* [TASK REQUIREMENTS]: Output all of the data exactly as it appears, but leave out any pictures it contains.

Referring expression data:
* * * *

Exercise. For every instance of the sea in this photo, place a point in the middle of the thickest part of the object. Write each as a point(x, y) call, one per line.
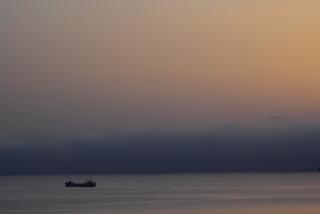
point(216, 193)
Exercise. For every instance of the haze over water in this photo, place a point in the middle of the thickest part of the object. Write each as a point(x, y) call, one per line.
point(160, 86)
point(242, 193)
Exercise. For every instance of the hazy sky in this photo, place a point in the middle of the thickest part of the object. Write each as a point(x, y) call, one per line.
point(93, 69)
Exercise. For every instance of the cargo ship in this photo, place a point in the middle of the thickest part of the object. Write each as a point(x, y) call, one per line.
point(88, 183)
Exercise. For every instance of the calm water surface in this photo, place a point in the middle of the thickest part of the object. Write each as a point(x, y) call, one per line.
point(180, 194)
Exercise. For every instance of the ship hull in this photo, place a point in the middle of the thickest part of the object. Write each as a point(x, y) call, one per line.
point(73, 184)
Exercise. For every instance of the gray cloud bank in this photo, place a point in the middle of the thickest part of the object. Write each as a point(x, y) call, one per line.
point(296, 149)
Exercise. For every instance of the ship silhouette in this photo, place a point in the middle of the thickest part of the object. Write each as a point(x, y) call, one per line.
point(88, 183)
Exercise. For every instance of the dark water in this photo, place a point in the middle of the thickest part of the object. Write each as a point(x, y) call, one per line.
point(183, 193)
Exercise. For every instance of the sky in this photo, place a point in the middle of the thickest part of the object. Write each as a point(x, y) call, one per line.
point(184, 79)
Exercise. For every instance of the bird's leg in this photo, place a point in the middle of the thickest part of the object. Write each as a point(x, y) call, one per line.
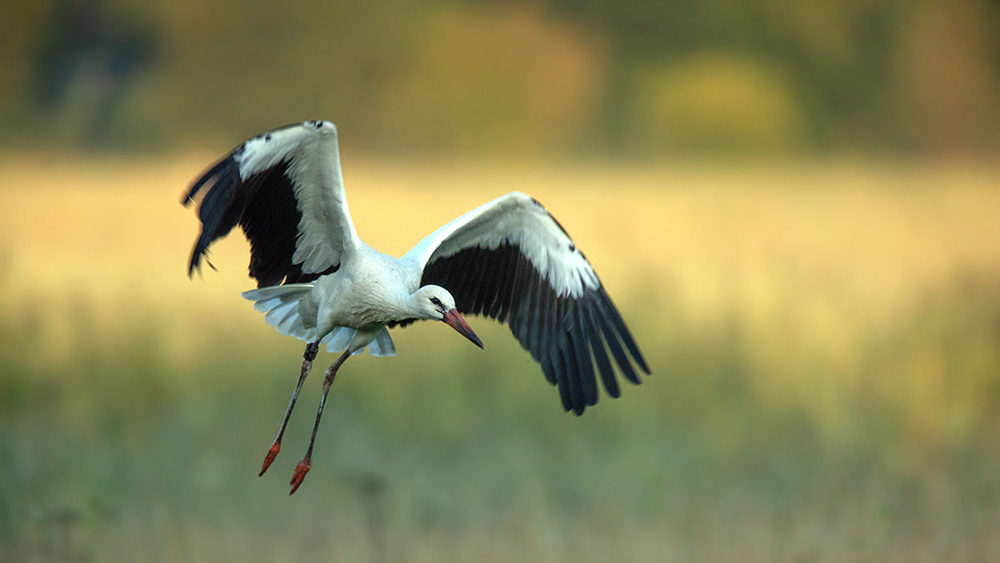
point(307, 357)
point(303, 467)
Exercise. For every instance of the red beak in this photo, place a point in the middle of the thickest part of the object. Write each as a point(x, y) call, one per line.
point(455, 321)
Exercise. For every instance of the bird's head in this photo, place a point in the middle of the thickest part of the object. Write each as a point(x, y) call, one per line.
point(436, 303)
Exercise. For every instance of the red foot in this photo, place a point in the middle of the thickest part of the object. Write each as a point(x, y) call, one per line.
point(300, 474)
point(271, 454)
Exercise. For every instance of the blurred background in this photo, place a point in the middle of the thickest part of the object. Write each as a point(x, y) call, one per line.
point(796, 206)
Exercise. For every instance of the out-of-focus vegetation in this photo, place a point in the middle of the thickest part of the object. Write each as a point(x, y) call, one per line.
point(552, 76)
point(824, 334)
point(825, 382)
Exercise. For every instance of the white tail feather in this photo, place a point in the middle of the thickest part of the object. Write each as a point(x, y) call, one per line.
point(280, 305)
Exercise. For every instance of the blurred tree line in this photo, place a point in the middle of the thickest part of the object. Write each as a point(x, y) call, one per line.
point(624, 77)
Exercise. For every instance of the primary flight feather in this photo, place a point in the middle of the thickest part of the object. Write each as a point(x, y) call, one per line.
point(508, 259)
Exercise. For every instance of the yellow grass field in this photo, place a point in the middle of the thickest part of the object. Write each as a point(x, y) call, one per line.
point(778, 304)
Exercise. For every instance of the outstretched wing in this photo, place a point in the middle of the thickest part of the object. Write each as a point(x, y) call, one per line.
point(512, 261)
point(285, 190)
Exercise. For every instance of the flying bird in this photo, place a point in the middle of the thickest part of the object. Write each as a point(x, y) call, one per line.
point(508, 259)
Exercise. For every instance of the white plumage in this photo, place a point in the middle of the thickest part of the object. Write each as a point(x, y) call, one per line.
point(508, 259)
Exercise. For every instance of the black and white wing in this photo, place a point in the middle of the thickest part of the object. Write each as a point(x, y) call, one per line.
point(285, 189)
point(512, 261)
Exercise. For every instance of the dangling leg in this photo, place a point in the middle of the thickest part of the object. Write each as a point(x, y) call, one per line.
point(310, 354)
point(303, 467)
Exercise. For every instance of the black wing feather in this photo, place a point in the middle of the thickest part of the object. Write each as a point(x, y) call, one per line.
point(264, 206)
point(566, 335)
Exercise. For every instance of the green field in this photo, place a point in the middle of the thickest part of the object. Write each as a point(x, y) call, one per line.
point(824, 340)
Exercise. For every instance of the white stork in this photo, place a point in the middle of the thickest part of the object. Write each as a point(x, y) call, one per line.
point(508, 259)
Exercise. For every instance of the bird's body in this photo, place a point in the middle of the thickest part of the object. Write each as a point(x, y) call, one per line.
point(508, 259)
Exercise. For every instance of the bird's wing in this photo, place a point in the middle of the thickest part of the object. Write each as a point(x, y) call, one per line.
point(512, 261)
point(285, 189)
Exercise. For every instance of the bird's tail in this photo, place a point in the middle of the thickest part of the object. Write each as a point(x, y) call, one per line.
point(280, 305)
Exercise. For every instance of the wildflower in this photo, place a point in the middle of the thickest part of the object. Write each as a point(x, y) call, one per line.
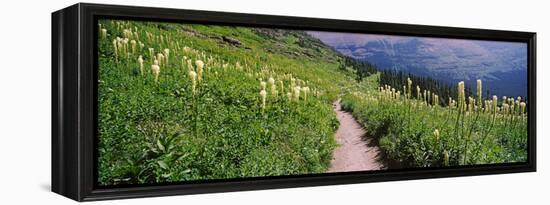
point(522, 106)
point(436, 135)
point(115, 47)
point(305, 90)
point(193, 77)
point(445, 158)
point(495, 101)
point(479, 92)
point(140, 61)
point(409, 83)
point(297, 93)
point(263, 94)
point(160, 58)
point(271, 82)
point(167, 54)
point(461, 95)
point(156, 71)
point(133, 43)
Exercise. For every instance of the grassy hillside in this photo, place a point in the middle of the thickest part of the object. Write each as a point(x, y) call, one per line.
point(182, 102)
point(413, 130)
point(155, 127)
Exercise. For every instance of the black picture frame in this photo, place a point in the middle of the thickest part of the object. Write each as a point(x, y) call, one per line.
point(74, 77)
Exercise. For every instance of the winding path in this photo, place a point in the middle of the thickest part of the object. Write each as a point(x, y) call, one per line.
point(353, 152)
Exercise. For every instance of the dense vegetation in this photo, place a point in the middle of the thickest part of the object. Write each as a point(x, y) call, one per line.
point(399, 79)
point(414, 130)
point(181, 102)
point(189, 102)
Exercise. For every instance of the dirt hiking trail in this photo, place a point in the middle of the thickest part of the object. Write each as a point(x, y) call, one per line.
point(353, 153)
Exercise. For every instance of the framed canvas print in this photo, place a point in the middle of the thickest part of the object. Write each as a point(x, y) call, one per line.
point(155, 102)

* * * *

* [REPLY TO THE TASK]:
Exercise. For every instance of the sea in this photo, place a point in the middle of the thickest part of the object. Write each as a point(x, y) call, one per line.
point(216, 193)
Exercise. For every instance of the haze over water in this photo, place a point in the middle of the thickest part of the object. Write each as a point(x, y) call, one per line.
point(160, 86)
point(242, 193)
Exercise. For every instance of the hazy sky in this photo, place a point in the middle of the thickest part of the object. Write each as a point(x, y) call, one per line.
point(93, 69)
Exercise. For every instance of the cargo ship in this photo, place a point in the middle of the thickest part of the object. Write each as a point(x, y) call, one per line.
point(88, 183)
Exercise. For every instance of the calm water surface in this photo, place a point in the middle of the thickest part of the object. Write each as a point(x, y) call, one per line.
point(180, 194)
Exercise. For every instance of the ship hull in this photo, place a point in the middle of the thickest part of the object. Write each as a point(x, y) call, one per line.
point(73, 184)
Exercise. For every instance of the gray cloud bank in this photo, place a point in the middle of the thickest part of the object. Write each as a point(x, y) call, one per line.
point(296, 149)
Exercise. For every instance of the ship silhouette in this photo, place a point in the middle of the thickest part of the object. Write each as a point(x, y) call, one per line.
point(88, 183)
Exercise. For every instance of the dark water in this photo, place a point in the middle of the thickest part of the object. Write each as a point(x, y) call, one per line.
point(183, 193)
Exercise. For every instance of the sky in this photo, place a point in the middle of the thickest part of the object. Write each as a point(x, y) call, one per line.
point(184, 79)
Exercise. For every instance of the bird's leg in this photo, place a point in the middle of the thickest part of the object. Write each as a point(x, y) call, one per line.
point(307, 357)
point(303, 467)
Exercise. For every instance of the red beak in this photo, place a point in the middle of the thickest part of the object. Write each as a point(x, y) call, one per line.
point(455, 321)
Exercise. For every instance of the bird's head in this photo, place a point in the middle of the thickest part of the object. Write each as a point(x, y) call, one per line.
point(436, 303)
Exercise. For every instance of the red foot in this photo, place a point in the middle of the thickest part of the object. Write each as a point(x, y) call, one per line.
point(300, 474)
point(271, 454)
Exercise. For every instance of the blurred background in this photo, place a point in the middle of the thickest part of the object. Write each as a point(x, y) call, one per line.
point(796, 206)
Exercise. For every instance of the out-of-focus vegetation in this photo, place a point in the middle of the thickest part of the object. Write each as a point(x, y) call, one per line.
point(552, 76)
point(824, 334)
point(825, 382)
Exercise. For every instance of the white tail feather in this photo, place a point in the middle of the thickest part of the object. Write each as a point(x, y) call, one per line.
point(280, 305)
Exercise. For every instance of the blurred tree line in this photo, place a point in the middle of the thickest part of the object. Write each as a point(x, y) call, one per line.
point(624, 77)
Exercise. For every instance of the primary flight feather in this photo, place a point in the middle of the thickest part of the object. Write each as a point(x, y) call, one per line.
point(508, 259)
Exercise. For every instance of the yellow grass field in this photo, place a point in the middle of the thickest part of the object. Write each as a point(x, y) call, one per line.
point(778, 304)
Exercise. For every instance of the outstretched wing in this photo, place a point in the middle of the thickest part of the object. Write each as a point(x, y) call, one per line.
point(512, 261)
point(285, 190)
Exercise. For every instance of the flying bird in this photo, place a point in the middle of the thickest part of the object. Write each as a point(x, y) call, one per line.
point(508, 259)
Exercise. For every instance of the white plumage in this photo, place a point in the middle of the thickest part of the object. Write each as a point(x, y) call, one per line.
point(508, 259)
Exercise. For every instance of the black and white wing in this photo, place a point in the middle of the thickest part of the object. Write each as a point(x, y) call, one per line.
point(285, 189)
point(512, 261)
Exercise. For every instance of the dangling leg in this photo, place a point in the middle of the thickest part of the object. Write each as a point(x, y) call, one per line.
point(310, 354)
point(303, 467)
Exercise. For every instance of the black wing feather in this photo, place a point in the middle of the thickest part of the object. Write each as a point(x, y) call, one per line.
point(264, 206)
point(566, 335)
Exercise. For every instance of the green field in this photo, place a point in the middle of the thickest part of the object. Write each as a point(x, y) call, one per line.
point(824, 340)
Exercise. For every instance of the white stork in this photo, place a point in the middle of the thickest part of the object. Write each as a point(x, y) call, one per line.
point(508, 259)
Exercise. For every instance of the bird's body in this photo, place a point in the middle of the thickest part of the object. Write each as a point(x, y) call, one per line.
point(508, 259)
Exercise. For every instance of the bird's wing in this photo, place a point in the middle of the thickest part of the object. Write each as a point(x, y) call, one per line.
point(512, 261)
point(285, 189)
Exercise. For every instance of the bird's tail in this photo, place a point in the middle of the thickest part of the object. Write each as a point(x, y) call, one per line.
point(280, 305)
Exercise. For every instance of the wildflower in this photo, place a point in the middle of the thickest part of the object. Write each as a point(x, y) call, one per line.
point(522, 106)
point(436, 135)
point(115, 47)
point(305, 90)
point(193, 77)
point(445, 158)
point(495, 101)
point(479, 92)
point(140, 61)
point(409, 83)
point(297, 93)
point(263, 94)
point(160, 58)
point(271, 82)
point(167, 54)
point(461, 95)
point(156, 71)
point(133, 43)
Exercise. For every instance of the grassy hillside in this photo, place a point in the middle of the thickest part of the object. Write each as a point(x, y) call, one per line.
point(182, 102)
point(413, 130)
point(155, 127)
Exercise. For every instance of the black picture frame in this photo, place a point in the middle of the thickest part of the object. Write each as a point(x, y) call, one per line.
point(74, 77)
Exercise. For every instance of the winding path in this photo, place a point in the middle of the thickest part of the object. Write each as a point(x, y) call, one per line.
point(353, 152)
Exercise. For every instance of the dense vegetation in this photo, place a point in the middle of the thickest part of the object. Write each as a point(x, y) call, one per line.
point(399, 79)
point(414, 130)
point(181, 102)
point(189, 102)
Exercise. For every instance of the dirt hiking trail in this photo, place a point in the middle of the thickest part of the object. Write each as a point(x, y) call, one per line.
point(353, 153)
Exercise. For every instance of the framed canvas print in this photo, place a point in the middle of the thickest part of the object. Write each as a point(x, y) call, one per line.
point(155, 102)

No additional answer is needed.